Available data Block Start

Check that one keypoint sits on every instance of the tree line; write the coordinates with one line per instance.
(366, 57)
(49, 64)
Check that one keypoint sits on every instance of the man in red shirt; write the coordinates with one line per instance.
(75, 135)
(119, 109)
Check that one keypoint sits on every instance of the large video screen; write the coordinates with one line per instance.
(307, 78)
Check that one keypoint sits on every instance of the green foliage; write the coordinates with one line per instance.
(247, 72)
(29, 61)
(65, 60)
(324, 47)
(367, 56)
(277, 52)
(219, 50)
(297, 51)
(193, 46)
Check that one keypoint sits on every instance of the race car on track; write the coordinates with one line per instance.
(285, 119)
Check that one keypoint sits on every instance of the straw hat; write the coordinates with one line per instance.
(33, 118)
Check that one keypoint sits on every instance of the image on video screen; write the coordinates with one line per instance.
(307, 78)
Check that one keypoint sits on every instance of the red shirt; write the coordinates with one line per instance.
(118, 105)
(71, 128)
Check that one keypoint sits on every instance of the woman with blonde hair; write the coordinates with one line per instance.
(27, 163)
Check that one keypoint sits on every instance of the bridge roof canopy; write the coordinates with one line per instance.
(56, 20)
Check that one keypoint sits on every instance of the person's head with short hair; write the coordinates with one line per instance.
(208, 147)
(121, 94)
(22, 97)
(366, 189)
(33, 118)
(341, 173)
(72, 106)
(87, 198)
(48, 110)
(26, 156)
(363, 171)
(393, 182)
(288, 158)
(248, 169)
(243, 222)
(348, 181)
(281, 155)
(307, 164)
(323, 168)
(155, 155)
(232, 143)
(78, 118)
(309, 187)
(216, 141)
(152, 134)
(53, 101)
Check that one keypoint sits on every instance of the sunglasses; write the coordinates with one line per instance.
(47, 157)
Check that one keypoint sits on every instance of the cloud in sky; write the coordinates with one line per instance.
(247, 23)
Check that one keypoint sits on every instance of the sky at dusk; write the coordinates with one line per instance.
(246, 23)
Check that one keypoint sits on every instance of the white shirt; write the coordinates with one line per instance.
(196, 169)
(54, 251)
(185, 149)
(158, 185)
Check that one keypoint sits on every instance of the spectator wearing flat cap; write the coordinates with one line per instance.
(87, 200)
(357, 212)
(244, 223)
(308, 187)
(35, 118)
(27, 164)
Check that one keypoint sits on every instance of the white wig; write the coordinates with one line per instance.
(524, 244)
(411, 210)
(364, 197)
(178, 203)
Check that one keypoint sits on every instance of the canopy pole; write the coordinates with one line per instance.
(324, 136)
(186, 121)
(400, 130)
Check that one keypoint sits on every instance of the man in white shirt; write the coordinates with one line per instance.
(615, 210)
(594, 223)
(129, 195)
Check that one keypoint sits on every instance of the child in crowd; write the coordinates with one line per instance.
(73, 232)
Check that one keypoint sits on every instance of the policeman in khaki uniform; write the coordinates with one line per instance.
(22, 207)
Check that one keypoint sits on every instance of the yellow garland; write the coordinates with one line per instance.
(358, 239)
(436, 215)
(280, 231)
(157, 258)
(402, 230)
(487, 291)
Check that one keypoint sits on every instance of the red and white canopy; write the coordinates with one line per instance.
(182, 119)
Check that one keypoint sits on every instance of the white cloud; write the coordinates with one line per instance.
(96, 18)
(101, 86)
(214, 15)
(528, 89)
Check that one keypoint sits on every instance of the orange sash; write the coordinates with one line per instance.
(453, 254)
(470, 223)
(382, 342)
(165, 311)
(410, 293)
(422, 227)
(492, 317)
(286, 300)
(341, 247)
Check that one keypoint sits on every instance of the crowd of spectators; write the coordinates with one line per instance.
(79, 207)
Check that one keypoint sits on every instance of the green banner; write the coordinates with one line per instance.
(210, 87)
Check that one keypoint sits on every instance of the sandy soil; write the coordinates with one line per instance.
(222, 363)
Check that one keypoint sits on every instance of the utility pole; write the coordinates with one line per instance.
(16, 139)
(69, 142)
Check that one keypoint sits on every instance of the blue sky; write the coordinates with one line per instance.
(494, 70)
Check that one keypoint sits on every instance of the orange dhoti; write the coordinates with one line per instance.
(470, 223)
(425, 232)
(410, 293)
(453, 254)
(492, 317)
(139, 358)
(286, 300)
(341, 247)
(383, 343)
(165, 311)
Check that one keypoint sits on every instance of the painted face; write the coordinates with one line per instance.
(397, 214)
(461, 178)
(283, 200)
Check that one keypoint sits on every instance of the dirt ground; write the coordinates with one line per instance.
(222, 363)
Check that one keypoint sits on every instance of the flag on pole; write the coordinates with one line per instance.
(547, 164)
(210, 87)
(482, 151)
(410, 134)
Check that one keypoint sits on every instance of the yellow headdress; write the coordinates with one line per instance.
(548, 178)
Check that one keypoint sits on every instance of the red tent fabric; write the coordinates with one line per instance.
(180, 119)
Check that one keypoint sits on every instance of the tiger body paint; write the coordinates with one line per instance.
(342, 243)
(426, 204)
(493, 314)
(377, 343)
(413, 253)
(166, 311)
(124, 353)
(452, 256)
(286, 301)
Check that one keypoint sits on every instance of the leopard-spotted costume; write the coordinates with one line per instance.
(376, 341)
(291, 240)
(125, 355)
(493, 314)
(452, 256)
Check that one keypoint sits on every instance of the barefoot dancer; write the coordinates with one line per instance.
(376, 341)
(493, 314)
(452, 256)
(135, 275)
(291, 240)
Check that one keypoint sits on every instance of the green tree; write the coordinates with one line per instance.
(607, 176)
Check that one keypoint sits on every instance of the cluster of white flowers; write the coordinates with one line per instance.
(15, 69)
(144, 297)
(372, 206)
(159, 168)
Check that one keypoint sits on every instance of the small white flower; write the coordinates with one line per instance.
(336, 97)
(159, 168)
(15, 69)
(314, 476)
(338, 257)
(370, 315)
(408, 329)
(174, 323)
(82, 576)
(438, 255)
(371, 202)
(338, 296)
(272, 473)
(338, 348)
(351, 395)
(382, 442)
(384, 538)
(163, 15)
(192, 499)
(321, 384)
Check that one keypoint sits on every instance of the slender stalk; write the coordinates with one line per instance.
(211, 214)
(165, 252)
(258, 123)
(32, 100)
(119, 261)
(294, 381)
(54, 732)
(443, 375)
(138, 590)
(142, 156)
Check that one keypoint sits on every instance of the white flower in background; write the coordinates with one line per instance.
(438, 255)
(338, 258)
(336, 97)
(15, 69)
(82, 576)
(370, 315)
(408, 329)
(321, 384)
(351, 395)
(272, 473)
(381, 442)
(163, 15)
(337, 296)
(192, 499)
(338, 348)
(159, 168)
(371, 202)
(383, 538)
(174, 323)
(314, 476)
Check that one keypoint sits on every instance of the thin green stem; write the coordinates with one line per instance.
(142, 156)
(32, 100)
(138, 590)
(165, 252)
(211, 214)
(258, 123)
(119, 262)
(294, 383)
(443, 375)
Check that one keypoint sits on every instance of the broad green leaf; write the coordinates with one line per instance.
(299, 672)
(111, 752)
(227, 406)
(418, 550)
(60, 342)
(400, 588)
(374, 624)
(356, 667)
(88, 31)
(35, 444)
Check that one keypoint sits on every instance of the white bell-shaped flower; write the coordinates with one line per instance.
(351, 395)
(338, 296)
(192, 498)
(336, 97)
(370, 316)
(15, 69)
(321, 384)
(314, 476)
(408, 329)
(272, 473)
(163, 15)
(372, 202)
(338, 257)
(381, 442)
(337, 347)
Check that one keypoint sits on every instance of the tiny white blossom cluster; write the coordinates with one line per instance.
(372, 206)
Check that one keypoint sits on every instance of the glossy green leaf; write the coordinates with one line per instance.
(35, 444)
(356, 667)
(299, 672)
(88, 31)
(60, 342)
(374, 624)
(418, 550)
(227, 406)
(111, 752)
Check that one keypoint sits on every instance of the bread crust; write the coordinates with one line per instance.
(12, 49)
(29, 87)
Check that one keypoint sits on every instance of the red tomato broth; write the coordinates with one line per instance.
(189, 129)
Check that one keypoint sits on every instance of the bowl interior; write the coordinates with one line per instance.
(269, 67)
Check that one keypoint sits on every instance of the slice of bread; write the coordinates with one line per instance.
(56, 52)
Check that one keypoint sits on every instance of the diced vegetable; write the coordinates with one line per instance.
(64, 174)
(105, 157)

Available data Block End

Assignment. Only the lines from the line with "the red tomato" to the final line of the entries are to be returned, each exactly as written, both ends included.

Answer box.
Check that one keypoint sits on every instance of the red tomato broth; write the coordinates with one line per instance.
(189, 129)
Check that one keypoint sits on every instance of the bowl interior; write the coordinates with one line per instance.
(269, 67)
Check that one keypoint sits on every instance of the slice of bread; write the coordinates with one line per instance.
(56, 52)
Check that one keypoint sits on every instance of the diced vegetable; write the coordinates with one line per instance.
(64, 174)
(105, 157)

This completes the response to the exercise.